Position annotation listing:
---*---
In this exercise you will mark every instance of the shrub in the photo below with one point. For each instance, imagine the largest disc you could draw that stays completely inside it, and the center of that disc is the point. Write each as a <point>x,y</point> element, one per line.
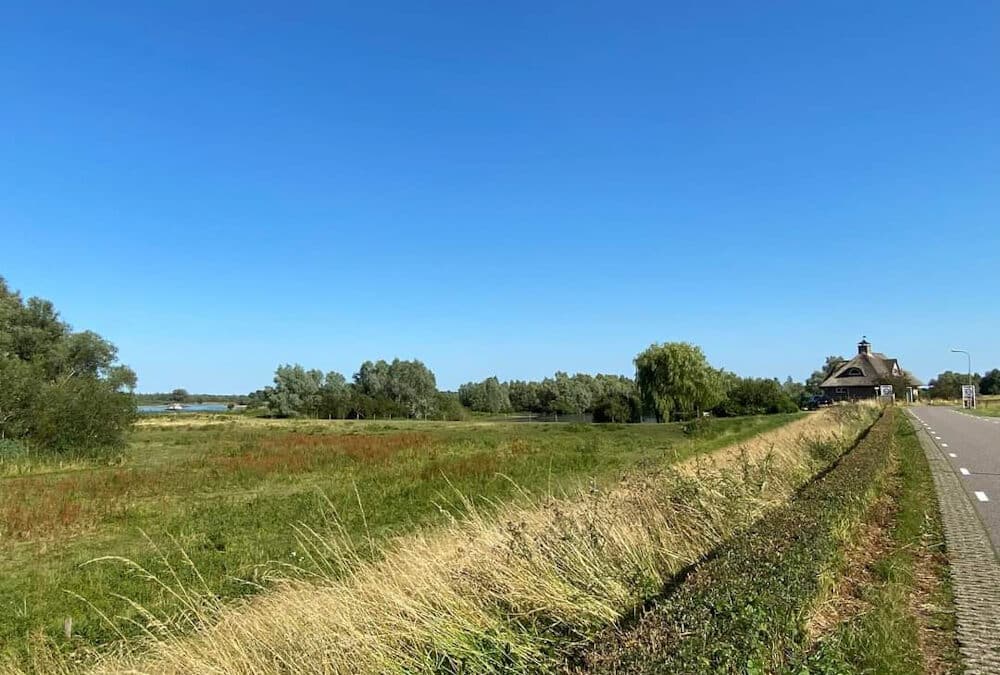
<point>755,396</point>
<point>618,407</point>
<point>61,390</point>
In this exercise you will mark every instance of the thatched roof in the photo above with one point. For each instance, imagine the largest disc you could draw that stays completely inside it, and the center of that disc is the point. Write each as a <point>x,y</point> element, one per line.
<point>867,369</point>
---*---
→ **Work to complete**:
Rewrite the listing as a Markdown table with the columns Row and Line. Begin at the line that contains "In this exercise you will mark every instance of the thatched", go through the end of the listing, and leave out blank lines.

→ **Solution**:
| Row | Line |
|---|---|
| 1 | In this exercise you will mark every instance of the thatched roof in the photo above with one point. For each instance, imagine the largest disc you could draw that stays completely inside it, and the center of that disc is the point. Write each as a <point>x,y</point> element, one per line. |
| 2 | <point>867,369</point> |